**Objective**: Rewrite everything from the line containing "Provide an outline for every instance of the red" down to the final line below, changing "red tractor" to "blue tractor" and keeping the rest unchanged. Give only those lines, and leave out the pictures.
* START *
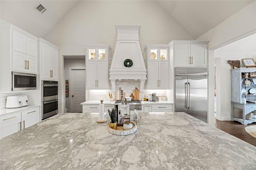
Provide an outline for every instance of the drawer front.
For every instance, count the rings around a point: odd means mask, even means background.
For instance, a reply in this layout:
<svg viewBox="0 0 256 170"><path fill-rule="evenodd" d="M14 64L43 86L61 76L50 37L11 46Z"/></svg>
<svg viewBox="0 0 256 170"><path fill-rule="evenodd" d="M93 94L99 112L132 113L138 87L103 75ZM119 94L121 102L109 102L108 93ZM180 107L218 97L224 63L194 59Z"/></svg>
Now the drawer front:
<svg viewBox="0 0 256 170"><path fill-rule="evenodd" d="M36 115L39 113L39 108L36 107L30 110L23 111L22 112L22 117L29 116L33 115Z"/></svg>
<svg viewBox="0 0 256 170"><path fill-rule="evenodd" d="M152 105L152 110L170 110L172 109L172 107L171 105Z"/></svg>
<svg viewBox="0 0 256 170"><path fill-rule="evenodd" d="M99 105L83 105L83 110L98 110L99 107Z"/></svg>
<svg viewBox="0 0 256 170"><path fill-rule="evenodd" d="M2 124L2 123L4 123L15 120L17 121L17 122L20 122L21 118L20 115L20 112L18 112L1 116L0 117L1 120L0 123Z"/></svg>

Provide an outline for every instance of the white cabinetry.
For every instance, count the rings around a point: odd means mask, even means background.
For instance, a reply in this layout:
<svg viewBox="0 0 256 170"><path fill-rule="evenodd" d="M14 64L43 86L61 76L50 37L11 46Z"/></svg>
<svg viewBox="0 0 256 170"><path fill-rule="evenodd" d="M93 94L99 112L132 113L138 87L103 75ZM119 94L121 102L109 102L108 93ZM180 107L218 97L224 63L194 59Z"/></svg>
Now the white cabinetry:
<svg viewBox="0 0 256 170"><path fill-rule="evenodd" d="M99 104L84 104L83 105L83 113L98 113L99 111ZM104 104L104 112L108 114L108 110L112 111L114 105L111 104Z"/></svg>
<svg viewBox="0 0 256 170"><path fill-rule="evenodd" d="M38 38L41 58L41 79L58 81L59 48L42 38Z"/></svg>
<svg viewBox="0 0 256 170"><path fill-rule="evenodd" d="M0 138L12 134L22 129L20 112L0 117Z"/></svg>
<svg viewBox="0 0 256 170"><path fill-rule="evenodd" d="M39 107L21 112L22 129L28 127L40 121Z"/></svg>
<svg viewBox="0 0 256 170"><path fill-rule="evenodd" d="M39 106L0 116L0 138L28 127L40 121Z"/></svg>
<svg viewBox="0 0 256 170"><path fill-rule="evenodd" d="M167 45L147 45L148 89L169 89L169 50Z"/></svg>
<svg viewBox="0 0 256 170"><path fill-rule="evenodd" d="M203 41L172 41L174 67L207 67L207 44Z"/></svg>
<svg viewBox="0 0 256 170"><path fill-rule="evenodd" d="M12 30L12 70L33 73L37 73L37 42Z"/></svg>
<svg viewBox="0 0 256 170"><path fill-rule="evenodd" d="M242 103L242 98L246 98L247 101L256 101L256 94L253 93L254 88L256 88L256 77L250 76L252 73L256 74L256 68L240 68L232 70L231 119L233 121L238 121L243 125L256 122L256 120L246 119L247 114L256 110L256 103L248 102L246 103ZM246 73L249 73L248 78L245 77ZM246 80L250 80L251 82L248 86L245 84L245 82L247 81ZM242 93L242 89L245 91L245 93ZM241 114L235 113L235 110L238 111L239 109L235 109L234 108L240 109L242 111Z"/></svg>
<svg viewBox="0 0 256 170"><path fill-rule="evenodd" d="M37 38L1 20L1 92L12 92L12 71L37 74Z"/></svg>
<svg viewBox="0 0 256 170"><path fill-rule="evenodd" d="M108 55L110 45L85 45L86 48L86 89L109 89Z"/></svg>

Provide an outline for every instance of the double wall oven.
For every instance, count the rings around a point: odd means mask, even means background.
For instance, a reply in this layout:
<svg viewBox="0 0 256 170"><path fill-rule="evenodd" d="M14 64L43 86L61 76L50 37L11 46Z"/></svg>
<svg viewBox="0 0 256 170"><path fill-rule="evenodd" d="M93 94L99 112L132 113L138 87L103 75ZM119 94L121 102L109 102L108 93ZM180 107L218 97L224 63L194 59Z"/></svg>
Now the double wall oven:
<svg viewBox="0 0 256 170"><path fill-rule="evenodd" d="M58 113L58 83L56 81L42 81L42 119Z"/></svg>

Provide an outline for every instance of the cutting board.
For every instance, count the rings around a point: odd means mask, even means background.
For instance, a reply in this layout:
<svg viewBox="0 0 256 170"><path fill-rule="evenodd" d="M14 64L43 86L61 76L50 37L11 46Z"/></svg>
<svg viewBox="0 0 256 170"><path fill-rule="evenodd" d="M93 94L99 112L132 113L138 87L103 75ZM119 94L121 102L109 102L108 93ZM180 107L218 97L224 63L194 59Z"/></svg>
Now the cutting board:
<svg viewBox="0 0 256 170"><path fill-rule="evenodd" d="M134 96L134 100L140 100L140 91L137 87L132 91L132 94Z"/></svg>

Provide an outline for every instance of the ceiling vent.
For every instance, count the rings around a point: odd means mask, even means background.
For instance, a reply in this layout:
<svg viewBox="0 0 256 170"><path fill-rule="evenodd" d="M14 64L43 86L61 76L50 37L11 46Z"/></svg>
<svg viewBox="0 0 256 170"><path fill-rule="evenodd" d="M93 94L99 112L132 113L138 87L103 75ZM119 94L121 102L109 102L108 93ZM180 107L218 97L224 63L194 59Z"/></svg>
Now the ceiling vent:
<svg viewBox="0 0 256 170"><path fill-rule="evenodd" d="M38 5L36 6L35 7L35 9L37 11L40 12L41 14L43 14L45 11L46 10L46 9L45 9L44 6L40 3L39 3Z"/></svg>

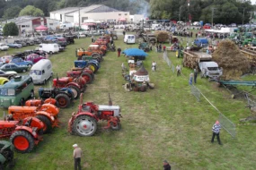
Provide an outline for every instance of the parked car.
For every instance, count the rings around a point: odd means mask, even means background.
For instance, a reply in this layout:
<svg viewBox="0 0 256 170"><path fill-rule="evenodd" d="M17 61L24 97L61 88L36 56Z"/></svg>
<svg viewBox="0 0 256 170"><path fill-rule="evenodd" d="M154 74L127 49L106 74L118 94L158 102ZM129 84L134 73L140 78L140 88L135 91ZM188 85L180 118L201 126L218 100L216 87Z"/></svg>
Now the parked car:
<svg viewBox="0 0 256 170"><path fill-rule="evenodd" d="M29 98L34 98L34 84L30 76L15 76L0 87L0 106L23 106Z"/></svg>
<svg viewBox="0 0 256 170"><path fill-rule="evenodd" d="M4 55L0 58L0 61L8 64L13 59L13 55Z"/></svg>
<svg viewBox="0 0 256 170"><path fill-rule="evenodd" d="M8 50L9 49L9 47L4 44L4 43L0 43L0 51L5 51L5 50Z"/></svg>
<svg viewBox="0 0 256 170"><path fill-rule="evenodd" d="M31 39L25 39L25 42L27 43L28 46L34 46L35 43Z"/></svg>
<svg viewBox="0 0 256 170"><path fill-rule="evenodd" d="M27 57L26 57L26 61L31 61L31 62L33 62L33 64L36 64L37 62L39 62L41 59L46 59L46 57L41 56L38 54L31 54L31 55L27 55Z"/></svg>
<svg viewBox="0 0 256 170"><path fill-rule="evenodd" d="M4 72L4 71L0 70L0 77L5 77L11 80L16 75L17 75L17 72L14 71Z"/></svg>
<svg viewBox="0 0 256 170"><path fill-rule="evenodd" d="M7 44L7 46L9 47L13 47L13 48L21 48L21 47L22 47L22 45L16 44L16 43L9 43L9 44Z"/></svg>
<svg viewBox="0 0 256 170"><path fill-rule="evenodd" d="M14 40L13 43L14 44L21 44L21 45L22 45L22 47L28 46L27 43L23 40Z"/></svg>
<svg viewBox="0 0 256 170"><path fill-rule="evenodd" d="M13 58L10 64L16 64L17 65L26 65L30 68L33 65L33 63L31 61L25 61L22 58Z"/></svg>
<svg viewBox="0 0 256 170"><path fill-rule="evenodd" d="M29 67L26 65L17 65L15 64L5 64L0 67L2 71L14 71L16 72L25 72L29 70Z"/></svg>

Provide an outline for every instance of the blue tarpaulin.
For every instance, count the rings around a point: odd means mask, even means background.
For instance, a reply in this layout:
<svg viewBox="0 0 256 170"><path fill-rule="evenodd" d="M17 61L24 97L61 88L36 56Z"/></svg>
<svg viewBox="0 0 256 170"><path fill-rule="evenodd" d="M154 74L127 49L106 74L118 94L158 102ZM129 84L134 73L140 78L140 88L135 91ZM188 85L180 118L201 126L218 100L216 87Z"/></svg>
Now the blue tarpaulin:
<svg viewBox="0 0 256 170"><path fill-rule="evenodd" d="M128 56L146 56L147 54L145 53L143 50L138 48L128 48L123 51L126 55Z"/></svg>

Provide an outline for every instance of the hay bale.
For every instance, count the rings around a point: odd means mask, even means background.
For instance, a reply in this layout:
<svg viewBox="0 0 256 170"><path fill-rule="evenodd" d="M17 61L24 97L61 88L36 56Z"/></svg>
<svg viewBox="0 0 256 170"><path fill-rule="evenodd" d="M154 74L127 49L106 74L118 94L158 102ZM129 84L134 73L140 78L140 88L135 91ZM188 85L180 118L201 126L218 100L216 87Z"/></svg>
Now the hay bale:
<svg viewBox="0 0 256 170"><path fill-rule="evenodd" d="M169 39L169 32L166 30L157 30L154 32L154 36L158 42L165 42Z"/></svg>
<svg viewBox="0 0 256 170"><path fill-rule="evenodd" d="M239 80L250 69L249 60L231 40L221 41L212 59L223 68L223 76L226 80Z"/></svg>

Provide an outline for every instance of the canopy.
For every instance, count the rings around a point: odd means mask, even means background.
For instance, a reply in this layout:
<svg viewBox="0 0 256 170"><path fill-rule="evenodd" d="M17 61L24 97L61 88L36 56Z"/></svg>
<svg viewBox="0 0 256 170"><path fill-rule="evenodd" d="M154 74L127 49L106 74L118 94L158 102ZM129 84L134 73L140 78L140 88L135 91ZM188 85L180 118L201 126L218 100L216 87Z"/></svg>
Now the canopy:
<svg viewBox="0 0 256 170"><path fill-rule="evenodd" d="M123 51L126 55L128 56L146 56L147 54L145 53L143 50L138 48L128 48Z"/></svg>
<svg viewBox="0 0 256 170"><path fill-rule="evenodd" d="M48 30L48 28L43 26L43 25L40 25L40 26L35 28L35 30L36 30L36 31L45 31Z"/></svg>
<svg viewBox="0 0 256 170"><path fill-rule="evenodd" d="M119 21L126 21L127 20L125 18L120 18Z"/></svg>

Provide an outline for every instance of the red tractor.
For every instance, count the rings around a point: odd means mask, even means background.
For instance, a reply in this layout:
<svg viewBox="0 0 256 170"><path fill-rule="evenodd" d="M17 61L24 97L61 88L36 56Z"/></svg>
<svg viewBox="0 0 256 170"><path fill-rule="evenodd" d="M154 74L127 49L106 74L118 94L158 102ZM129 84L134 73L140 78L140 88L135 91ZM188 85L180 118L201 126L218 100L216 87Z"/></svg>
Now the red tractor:
<svg viewBox="0 0 256 170"><path fill-rule="evenodd" d="M81 92L85 91L86 89L86 81L83 77L62 77L58 78L57 76L57 79L53 80L53 85L54 88L69 88L71 89L74 98L77 99L81 94Z"/></svg>
<svg viewBox="0 0 256 170"><path fill-rule="evenodd" d="M83 77L86 81L86 83L90 84L93 82L94 79L94 73L88 67L84 68L76 67L73 68L72 71L67 71L66 77L75 77L75 78Z"/></svg>
<svg viewBox="0 0 256 170"><path fill-rule="evenodd" d="M52 104L38 105L36 106L12 106L8 108L8 114L13 120L21 120L26 117L35 116L43 123L43 132L50 132L53 127L57 126L57 115L59 109Z"/></svg>
<svg viewBox="0 0 256 170"><path fill-rule="evenodd" d="M93 102L83 104L83 94L80 96L78 112L72 114L68 121L68 132L79 136L92 136L97 130L97 122L105 120L108 125L104 129L119 130L121 128L120 107L112 106L110 98L109 105L96 105Z"/></svg>
<svg viewBox="0 0 256 170"><path fill-rule="evenodd" d="M21 153L31 152L35 145L42 140L43 123L36 117L27 117L23 120L13 121L11 116L8 120L0 121L0 137L10 138L16 151Z"/></svg>

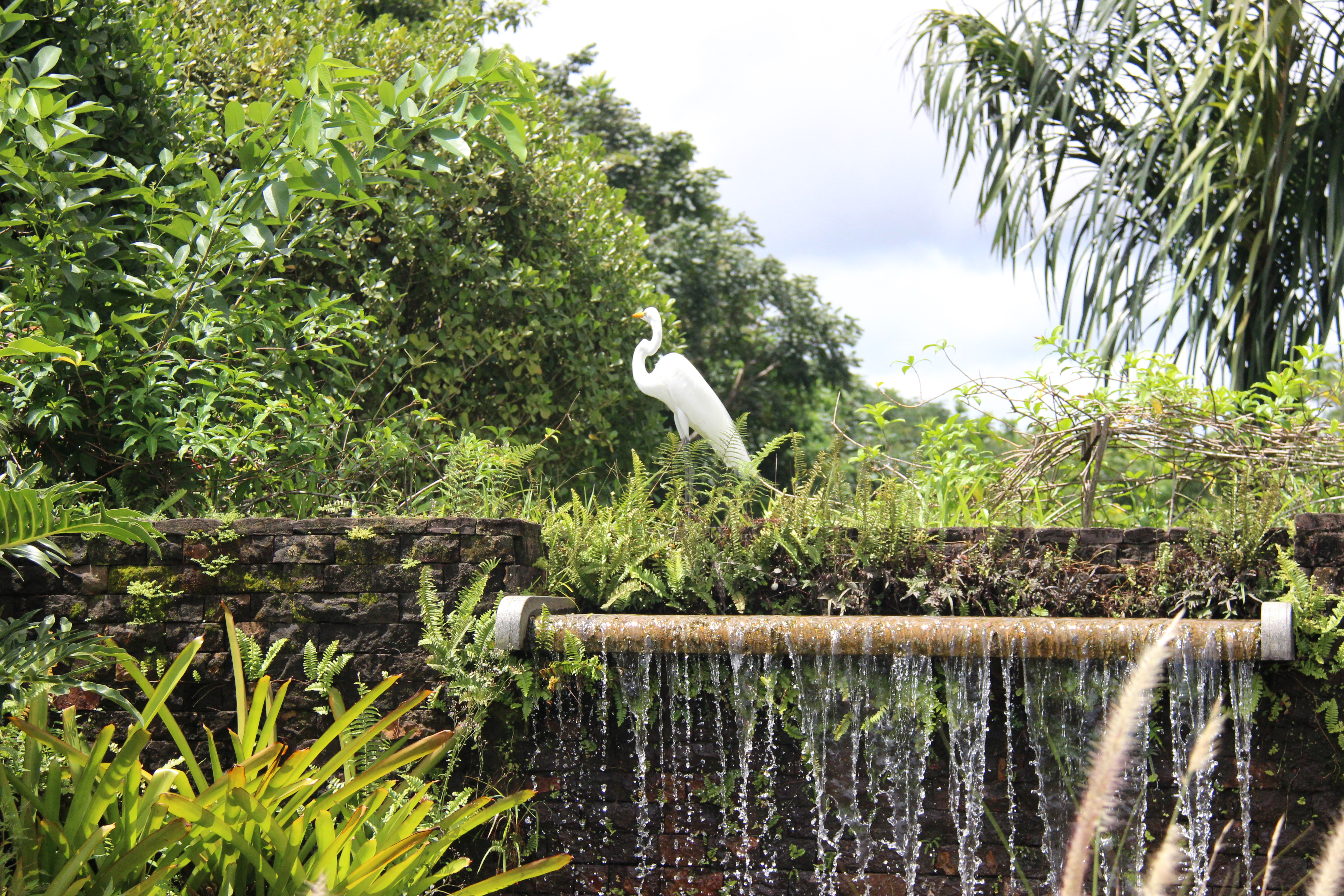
* END *
**Reply to the exercise**:
Provide an outline for every instance of the blue tractor.
For every instance, count the rings around a point: odd means mask, even means background.
For instance, a reply in this layout:
<svg viewBox="0 0 256 170"><path fill-rule="evenodd" d="M17 61L24 97L61 88L36 56Z"/></svg>
<svg viewBox="0 0 256 170"><path fill-rule="evenodd" d="M154 74L127 49L106 74L118 94L158 102ZM129 84L134 73L140 78L140 88L135 91ZM188 85L180 118L201 126L218 100L216 87Z"/></svg>
Now the blue tractor:
<svg viewBox="0 0 256 170"><path fill-rule="evenodd" d="M81 92L85 91L86 89L86 81L83 77L62 77L58 78L57 76L57 79L53 80L53 85L54 88L69 88L71 89L74 98L77 99L81 94Z"/></svg>
<svg viewBox="0 0 256 170"><path fill-rule="evenodd" d="M83 77L86 81L86 83L90 84L93 82L94 79L94 73L88 67L84 68L76 67L73 68L72 71L67 71L66 77L75 77L75 78Z"/></svg>
<svg viewBox="0 0 256 170"><path fill-rule="evenodd" d="M52 104L38 105L36 106L12 106L8 108L8 114L13 120L21 120L26 117L35 116L43 123L43 132L50 132L53 127L57 126L57 115L59 109Z"/></svg>
<svg viewBox="0 0 256 170"><path fill-rule="evenodd" d="M93 102L83 104L83 94L80 96L78 112L72 114L68 121L68 132L79 136L92 136L97 130L97 122L105 120L108 125L104 129L119 130L121 128L120 107L112 106L110 98L109 105L96 105Z"/></svg>
<svg viewBox="0 0 256 170"><path fill-rule="evenodd" d="M21 153L31 152L35 145L42 140L43 123L36 117L27 117L23 120L13 121L11 116L8 120L0 121L0 137L10 138L16 151Z"/></svg>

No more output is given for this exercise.